What you need to do: Filter the material below down to the lines containing the word "bench".

BEGIN Recorded data

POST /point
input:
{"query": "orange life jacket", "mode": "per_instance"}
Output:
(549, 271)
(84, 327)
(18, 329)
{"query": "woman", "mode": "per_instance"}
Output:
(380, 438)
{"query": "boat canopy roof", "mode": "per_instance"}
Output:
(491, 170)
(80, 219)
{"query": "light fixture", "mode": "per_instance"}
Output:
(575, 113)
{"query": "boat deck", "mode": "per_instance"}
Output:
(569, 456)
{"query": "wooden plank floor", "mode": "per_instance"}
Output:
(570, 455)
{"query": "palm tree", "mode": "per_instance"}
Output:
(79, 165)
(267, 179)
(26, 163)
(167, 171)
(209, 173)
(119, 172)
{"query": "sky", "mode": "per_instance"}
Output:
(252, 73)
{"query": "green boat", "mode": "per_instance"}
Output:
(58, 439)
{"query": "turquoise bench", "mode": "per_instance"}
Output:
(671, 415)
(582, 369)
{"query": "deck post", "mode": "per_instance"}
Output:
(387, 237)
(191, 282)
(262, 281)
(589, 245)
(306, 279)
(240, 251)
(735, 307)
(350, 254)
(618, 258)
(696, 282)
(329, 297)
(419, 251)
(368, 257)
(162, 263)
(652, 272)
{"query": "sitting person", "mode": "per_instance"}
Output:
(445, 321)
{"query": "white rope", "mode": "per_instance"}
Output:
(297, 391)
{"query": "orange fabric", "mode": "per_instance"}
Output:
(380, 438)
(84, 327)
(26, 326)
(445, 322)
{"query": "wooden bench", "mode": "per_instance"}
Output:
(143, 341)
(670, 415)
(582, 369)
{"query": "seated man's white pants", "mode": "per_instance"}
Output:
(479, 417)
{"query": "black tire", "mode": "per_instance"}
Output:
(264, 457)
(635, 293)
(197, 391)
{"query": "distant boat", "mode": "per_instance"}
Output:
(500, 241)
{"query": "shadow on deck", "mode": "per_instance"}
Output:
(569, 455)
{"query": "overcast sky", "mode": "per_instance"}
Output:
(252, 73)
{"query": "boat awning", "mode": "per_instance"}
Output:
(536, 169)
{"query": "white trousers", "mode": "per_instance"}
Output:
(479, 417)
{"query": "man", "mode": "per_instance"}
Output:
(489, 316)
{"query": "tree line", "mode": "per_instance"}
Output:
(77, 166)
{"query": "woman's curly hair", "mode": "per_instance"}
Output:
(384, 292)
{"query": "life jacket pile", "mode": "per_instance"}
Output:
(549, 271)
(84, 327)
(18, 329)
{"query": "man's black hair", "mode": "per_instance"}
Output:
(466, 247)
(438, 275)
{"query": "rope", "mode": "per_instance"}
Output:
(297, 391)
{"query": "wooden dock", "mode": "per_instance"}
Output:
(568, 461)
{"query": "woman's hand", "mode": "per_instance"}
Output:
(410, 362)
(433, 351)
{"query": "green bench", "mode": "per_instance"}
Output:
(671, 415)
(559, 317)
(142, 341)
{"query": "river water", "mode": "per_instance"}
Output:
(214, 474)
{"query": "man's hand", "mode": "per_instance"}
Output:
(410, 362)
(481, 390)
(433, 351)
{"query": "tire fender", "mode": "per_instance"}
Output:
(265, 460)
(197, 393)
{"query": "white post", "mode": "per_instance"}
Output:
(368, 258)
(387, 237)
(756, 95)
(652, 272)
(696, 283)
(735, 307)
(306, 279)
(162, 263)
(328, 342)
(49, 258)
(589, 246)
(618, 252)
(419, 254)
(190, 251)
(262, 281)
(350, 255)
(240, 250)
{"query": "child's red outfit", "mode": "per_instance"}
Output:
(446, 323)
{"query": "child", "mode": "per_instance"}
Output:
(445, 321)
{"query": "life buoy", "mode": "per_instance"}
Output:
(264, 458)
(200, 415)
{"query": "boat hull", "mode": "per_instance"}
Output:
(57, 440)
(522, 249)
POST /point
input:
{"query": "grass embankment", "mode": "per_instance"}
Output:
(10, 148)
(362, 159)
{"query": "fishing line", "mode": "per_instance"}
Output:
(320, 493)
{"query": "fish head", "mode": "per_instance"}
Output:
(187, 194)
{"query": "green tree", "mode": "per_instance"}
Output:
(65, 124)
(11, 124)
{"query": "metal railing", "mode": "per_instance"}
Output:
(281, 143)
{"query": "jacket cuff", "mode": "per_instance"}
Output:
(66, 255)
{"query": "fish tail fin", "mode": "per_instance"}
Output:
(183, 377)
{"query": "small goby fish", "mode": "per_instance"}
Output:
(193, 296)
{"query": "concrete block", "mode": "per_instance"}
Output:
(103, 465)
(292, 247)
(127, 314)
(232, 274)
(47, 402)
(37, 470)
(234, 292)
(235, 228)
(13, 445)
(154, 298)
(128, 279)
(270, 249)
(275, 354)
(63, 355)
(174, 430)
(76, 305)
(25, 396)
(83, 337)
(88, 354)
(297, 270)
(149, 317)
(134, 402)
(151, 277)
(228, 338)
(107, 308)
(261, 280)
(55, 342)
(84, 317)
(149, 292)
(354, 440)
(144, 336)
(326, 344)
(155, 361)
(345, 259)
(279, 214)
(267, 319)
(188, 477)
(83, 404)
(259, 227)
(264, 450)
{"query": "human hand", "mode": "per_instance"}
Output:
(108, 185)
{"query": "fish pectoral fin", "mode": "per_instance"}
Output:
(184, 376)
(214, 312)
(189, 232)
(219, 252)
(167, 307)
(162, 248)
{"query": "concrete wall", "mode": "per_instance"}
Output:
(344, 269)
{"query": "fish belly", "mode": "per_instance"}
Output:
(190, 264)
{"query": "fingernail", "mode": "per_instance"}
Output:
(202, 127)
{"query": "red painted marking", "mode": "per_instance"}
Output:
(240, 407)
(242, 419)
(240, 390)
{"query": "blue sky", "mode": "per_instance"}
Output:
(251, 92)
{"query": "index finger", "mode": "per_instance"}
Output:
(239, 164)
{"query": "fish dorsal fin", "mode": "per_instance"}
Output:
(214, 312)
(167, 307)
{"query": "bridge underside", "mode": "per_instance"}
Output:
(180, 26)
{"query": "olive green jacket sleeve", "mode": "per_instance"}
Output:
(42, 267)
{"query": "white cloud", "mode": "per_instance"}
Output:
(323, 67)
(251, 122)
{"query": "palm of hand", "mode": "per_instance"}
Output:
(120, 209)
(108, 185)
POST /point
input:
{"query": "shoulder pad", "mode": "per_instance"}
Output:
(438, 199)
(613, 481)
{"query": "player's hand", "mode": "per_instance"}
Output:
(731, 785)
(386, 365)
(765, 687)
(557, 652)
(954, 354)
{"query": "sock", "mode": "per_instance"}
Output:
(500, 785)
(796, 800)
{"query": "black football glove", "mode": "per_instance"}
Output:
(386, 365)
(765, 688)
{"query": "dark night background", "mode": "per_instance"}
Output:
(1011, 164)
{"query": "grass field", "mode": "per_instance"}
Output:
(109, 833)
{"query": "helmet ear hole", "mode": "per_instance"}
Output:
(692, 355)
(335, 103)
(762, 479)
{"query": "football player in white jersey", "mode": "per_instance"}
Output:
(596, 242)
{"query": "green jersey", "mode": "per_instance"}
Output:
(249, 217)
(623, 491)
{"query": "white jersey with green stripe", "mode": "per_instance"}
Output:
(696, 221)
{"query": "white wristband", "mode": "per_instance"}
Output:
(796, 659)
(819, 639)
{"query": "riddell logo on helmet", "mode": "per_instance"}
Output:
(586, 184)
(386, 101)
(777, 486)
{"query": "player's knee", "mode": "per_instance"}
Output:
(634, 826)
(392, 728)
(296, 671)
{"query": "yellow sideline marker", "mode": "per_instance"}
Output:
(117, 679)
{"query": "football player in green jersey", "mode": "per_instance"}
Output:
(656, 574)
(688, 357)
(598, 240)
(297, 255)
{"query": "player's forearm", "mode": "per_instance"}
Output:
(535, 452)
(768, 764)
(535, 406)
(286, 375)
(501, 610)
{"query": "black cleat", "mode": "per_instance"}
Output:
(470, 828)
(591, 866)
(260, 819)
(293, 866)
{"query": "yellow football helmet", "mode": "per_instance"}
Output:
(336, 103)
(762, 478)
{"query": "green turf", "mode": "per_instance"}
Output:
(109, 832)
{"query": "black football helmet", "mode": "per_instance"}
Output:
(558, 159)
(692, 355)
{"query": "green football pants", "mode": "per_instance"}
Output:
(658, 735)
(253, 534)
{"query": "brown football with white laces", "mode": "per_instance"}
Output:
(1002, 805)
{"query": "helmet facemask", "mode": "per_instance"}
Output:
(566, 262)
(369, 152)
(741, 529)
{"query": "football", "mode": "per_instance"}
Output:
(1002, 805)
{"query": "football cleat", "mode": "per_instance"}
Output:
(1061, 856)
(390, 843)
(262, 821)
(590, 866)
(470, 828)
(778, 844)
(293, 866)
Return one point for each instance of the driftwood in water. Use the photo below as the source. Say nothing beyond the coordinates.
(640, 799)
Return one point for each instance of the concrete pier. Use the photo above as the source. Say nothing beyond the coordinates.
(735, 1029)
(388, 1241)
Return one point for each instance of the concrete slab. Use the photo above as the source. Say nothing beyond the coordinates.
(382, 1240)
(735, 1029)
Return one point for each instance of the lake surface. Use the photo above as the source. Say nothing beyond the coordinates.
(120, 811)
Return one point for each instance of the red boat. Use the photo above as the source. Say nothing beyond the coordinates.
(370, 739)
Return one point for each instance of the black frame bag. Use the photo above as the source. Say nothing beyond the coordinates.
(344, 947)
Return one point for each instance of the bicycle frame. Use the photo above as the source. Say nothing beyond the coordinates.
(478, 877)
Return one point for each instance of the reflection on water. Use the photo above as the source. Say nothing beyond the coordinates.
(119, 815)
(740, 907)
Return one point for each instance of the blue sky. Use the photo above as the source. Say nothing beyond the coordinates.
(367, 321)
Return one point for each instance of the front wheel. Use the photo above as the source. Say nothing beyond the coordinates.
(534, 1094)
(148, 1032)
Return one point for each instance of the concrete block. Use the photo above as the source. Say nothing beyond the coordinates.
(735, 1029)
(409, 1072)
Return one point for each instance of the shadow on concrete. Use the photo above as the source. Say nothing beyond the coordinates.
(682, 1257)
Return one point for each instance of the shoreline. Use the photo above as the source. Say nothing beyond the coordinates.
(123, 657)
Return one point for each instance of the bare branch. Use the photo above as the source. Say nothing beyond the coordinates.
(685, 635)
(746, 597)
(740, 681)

END Recorded data

Task response:
{"query": "turquoise bench", "mode": "per_instance"}
{"query": "wooden bench", "mode": "per_instance"}
{"query": "green bench", "mode": "per_instance"}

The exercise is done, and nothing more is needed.